** begin **

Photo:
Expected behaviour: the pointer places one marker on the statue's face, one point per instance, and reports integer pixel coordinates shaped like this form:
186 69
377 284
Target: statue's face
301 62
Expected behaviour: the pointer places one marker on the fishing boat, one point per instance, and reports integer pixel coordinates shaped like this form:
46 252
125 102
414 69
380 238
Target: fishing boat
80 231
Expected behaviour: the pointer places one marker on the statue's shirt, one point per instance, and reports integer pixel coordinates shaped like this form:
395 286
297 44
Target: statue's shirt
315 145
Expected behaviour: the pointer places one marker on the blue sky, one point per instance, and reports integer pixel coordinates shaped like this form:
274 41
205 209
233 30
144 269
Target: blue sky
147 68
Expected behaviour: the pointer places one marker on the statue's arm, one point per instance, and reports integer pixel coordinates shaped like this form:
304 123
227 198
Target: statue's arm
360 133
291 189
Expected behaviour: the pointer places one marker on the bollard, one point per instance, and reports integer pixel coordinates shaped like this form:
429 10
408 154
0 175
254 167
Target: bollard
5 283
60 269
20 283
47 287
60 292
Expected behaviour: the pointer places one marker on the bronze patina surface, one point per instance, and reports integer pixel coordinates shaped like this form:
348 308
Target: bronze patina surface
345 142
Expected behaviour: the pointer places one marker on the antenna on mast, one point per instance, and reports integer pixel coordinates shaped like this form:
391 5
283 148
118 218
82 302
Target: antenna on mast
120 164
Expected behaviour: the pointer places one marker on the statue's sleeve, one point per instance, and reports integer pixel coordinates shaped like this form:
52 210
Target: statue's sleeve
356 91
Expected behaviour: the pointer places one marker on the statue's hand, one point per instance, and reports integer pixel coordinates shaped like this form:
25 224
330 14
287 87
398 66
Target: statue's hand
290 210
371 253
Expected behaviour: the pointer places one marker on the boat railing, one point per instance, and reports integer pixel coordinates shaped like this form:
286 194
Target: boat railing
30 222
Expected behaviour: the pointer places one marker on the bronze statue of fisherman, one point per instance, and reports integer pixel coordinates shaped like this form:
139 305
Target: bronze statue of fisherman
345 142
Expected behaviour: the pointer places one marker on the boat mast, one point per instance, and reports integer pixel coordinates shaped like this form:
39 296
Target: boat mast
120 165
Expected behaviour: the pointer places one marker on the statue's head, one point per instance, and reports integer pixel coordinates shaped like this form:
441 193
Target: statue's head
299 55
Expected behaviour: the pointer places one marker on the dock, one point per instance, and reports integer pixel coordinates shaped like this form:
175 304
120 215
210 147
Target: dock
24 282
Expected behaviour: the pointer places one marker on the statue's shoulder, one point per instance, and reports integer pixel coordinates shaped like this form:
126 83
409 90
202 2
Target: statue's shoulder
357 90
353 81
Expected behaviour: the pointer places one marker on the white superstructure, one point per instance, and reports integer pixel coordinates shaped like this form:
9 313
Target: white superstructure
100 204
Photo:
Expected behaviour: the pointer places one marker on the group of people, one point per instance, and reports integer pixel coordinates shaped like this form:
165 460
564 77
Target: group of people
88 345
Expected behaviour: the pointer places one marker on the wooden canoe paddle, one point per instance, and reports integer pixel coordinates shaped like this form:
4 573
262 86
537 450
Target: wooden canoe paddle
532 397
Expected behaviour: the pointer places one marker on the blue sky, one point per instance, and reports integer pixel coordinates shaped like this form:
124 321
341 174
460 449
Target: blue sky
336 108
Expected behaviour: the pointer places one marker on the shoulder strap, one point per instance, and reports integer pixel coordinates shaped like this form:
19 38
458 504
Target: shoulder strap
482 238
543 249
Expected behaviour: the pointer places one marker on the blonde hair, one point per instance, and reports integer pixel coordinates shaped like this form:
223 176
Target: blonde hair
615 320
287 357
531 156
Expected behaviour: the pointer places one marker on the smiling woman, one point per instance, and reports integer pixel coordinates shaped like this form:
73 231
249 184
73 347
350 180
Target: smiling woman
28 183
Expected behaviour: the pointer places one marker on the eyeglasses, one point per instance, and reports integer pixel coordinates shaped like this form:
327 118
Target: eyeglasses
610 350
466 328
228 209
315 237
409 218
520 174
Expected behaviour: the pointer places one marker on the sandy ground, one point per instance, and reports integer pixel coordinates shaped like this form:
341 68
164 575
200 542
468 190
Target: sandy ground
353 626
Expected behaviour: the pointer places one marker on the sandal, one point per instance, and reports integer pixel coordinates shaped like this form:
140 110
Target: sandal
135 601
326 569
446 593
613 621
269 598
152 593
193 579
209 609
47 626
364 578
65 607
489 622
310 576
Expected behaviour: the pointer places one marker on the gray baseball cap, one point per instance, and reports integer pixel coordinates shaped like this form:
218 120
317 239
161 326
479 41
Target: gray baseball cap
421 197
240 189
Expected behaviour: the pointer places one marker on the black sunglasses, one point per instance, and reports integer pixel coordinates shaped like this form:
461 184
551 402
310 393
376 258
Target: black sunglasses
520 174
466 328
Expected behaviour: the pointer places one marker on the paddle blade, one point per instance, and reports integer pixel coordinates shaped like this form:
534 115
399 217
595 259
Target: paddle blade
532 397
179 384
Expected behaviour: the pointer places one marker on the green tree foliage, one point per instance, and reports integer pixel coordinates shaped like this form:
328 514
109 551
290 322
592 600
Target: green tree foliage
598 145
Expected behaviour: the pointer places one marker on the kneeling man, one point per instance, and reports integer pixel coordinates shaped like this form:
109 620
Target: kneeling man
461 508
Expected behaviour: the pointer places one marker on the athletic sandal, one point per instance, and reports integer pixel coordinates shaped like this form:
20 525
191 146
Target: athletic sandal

** end **

Copy all of the lines above word for word.

Photo:
Expected behaviour: the pointer places one marker on the statue's face, one point per instance, and reports integer pixel coordinates shaped like this form:
186 69
377 284
Target: statue's face
301 62
Expected behaviour: the pointer places one marker on the fishing boat, one point per instance, and reports integer pixel coordinates shaped like this form:
46 252
125 102
414 69
380 238
Target: fishing boat
80 231
Expected behaviour: the pointer places one marker on the statue's shirt, one point per instance, and reports integer pixel coordinates shaped like this form:
395 286
297 44
Target: statue's shirt
315 145
Expected behaviour: the pointer places one marker on the blue sky, one point per instance, and reports integer pixel coordinates shaped like this form:
274 41
205 209
233 30
144 269
Target: blue sky
147 68
Expected behaviour: the pointer places one marker on the statue's arm, one point per instance, and reports integer pixel coordinates shaped like this form:
304 123
227 198
Target: statue's arm
360 133
291 189
Expected behaviour: the pointer places one marker on the bollard, one point per instance, and reports integer pixel coordinates shaped like this form:
429 10
408 154
0 175
254 167
Target: bollard
5 283
60 269
20 283
47 287
60 292
Expected behaviour: the pointer places one marker on the bronze patina surface, one point per instance, and reports integer pixel coordinates shaped like this form:
348 308
Target: bronze patina surface
345 142
Expected behaviour: the pointer places one marker on the antenna on mast, one point per instance, and reports integer pixel coordinates shaped like this form:
391 5
283 148
118 218
82 302
Target: antenna on mast
120 164
Expected behaviour: the pointer places one marker on the statue's sleeve, one point per instance, and reports integer pixel coordinates shaped like this form:
52 210
Target: statue's sleeve
356 91
Expected behaviour: the pointer places one marker on the statue's hand, one point per instance, and reports integer pixel coordinates shaped like this form:
25 224
330 14
287 87
398 66
Target: statue's hand
290 210
371 253
Expected behaviour: the pointer places one marker on the boat railing, one point per instance, and reports integer pixel coordinates shaped like this form:
286 194
Target: boat railing
30 222
Expected behaviour: the pointer places one marker on the bronze statue of fisherman, one point per instance, and reports integer pixel coordinates shaped like this form:
139 305
Target: bronze statue of fisherman
345 142
Expected behaviour: the pointer places one marker on the boat mast, one point per instance, and reports integer pixel coordinates shaped like this form:
39 296
Target: boat mast
120 165
Expected behaviour: the pointer places one marker on the statue's head, one point per instance, and reports integer pixel coordinates shaped like this form:
441 193
Target: statue's head
299 55
Expected behaviour: the pointer places one marker on the dock, one point per instance, and reports integer pixel coordinates shaped like this form:
175 304
120 215
210 147
Target: dock
24 282
Expected behaviour: the pointer places one marker on the statue's shoulder, one point per instance, and reports integer pixel coordinates shaped like this form:
126 83
409 90
202 2
Target: statue's shoulder
357 90
353 81
Expected behaviour: the pointer places one marker on the white superstructure, one point per instance, and reports integer pixel coordinates shaped like this form:
9 313
Target: white superstructure
100 204
Photo:
Expected behaviour: the pointer places one marker on the group of people, one point per instance, and reports integer pixel coordinates shaped like this form:
165 460
564 77
Target: group of people
88 345
Expected behaviour: the pointer places one marker on the wooden canoe paddle, one point per instance, and reports integer pixel coordinates shaped like this form:
4 573
262 86
537 450
Target: wooden canoe paddle
532 397
Expected behaviour: the pointer places one marker on the blue sky, one point per instance, and reports integer pixel coordinates shaped like this form:
124 321
341 174
460 449
Target: blue sky
336 108
Expected behaviour: the pointer places one marker on the shoulder strap, one point per instance, and reports integer pixel coordinates shaped like this form:
19 38
458 504
Target: shoulder strap
482 238
543 249
Expected behaviour: the pointer places one marker on the blonde hair, one point per instance, and reports integer pixel coordinates shaped like this form:
223 176
Target: blonde hair
615 320
287 357
531 156
Expected behaviour: the pointer places one marker on the smiling woman, one point per instance, and reports integer pixel coordinates shaped like this form:
73 231
249 184
73 347
350 180
Target: smiling woman
28 183
Expected behaviour: the pointer places one marker on the eyeglasses, one point per instance, and reports integer pixel coordinates shaped like this form:
327 118
Target: eyeglasses
610 350
466 328
228 209
315 237
409 218
520 174
Expected behaviour: the pointer places one marker on the sandy ground, one point per instance, and reports integer pixel coordinates shaped like this form:
341 68
164 575
200 542
468 190
Target: sandy ground
353 626
Expected behaviour: the pointer places one marker on the sandal, one point per instance, and reports integer pixel coordinates shaped like this form:
140 110
Target: sandal
135 601
326 569
446 593
613 621
269 598
152 593
193 579
209 609
47 626
364 578
65 607
489 622
310 576
Expected behaviour: the pointer places one marker on the gray baseball cap, one point per instance, and reports integer pixel coordinates shaped like this form:
218 120
317 239
161 326
479 41
Target: gray baseball cap
421 197
240 189
Expected behaviour: the pointer places one marker on the black sunglasses, one point per instance, and reports integer pixel coordinates shaped like this form:
461 184
551 402
310 393
376 258
Target: black sunglasses
520 174
466 328
Expected behaviour: the pointer places one marker on the paddle blade, one point per instance, and reports integer pixel coordinates shaped like this form:
534 115
399 217
595 259
Target: paddle blade
532 397
179 384
Expected behaviour: the pointer places one marker on the green tree foliage, one point per instance, and reports integer pixel coordinates shaped like this form:
328 514
109 551
290 322
592 600
Target: green tree foliage
598 145
Expected behaviour: the pointer places one marker on the kneeling man, one point per instance, and reports integer pixel coordinates shaped like this form:
109 620
Target: kneeling man
461 508
Expected behaviour: the pointer places one marker on the athletic sandal, one point per instance, and reports integer pixel coordinates shaped like this form:
20 525
191 146
Target: athletic sandal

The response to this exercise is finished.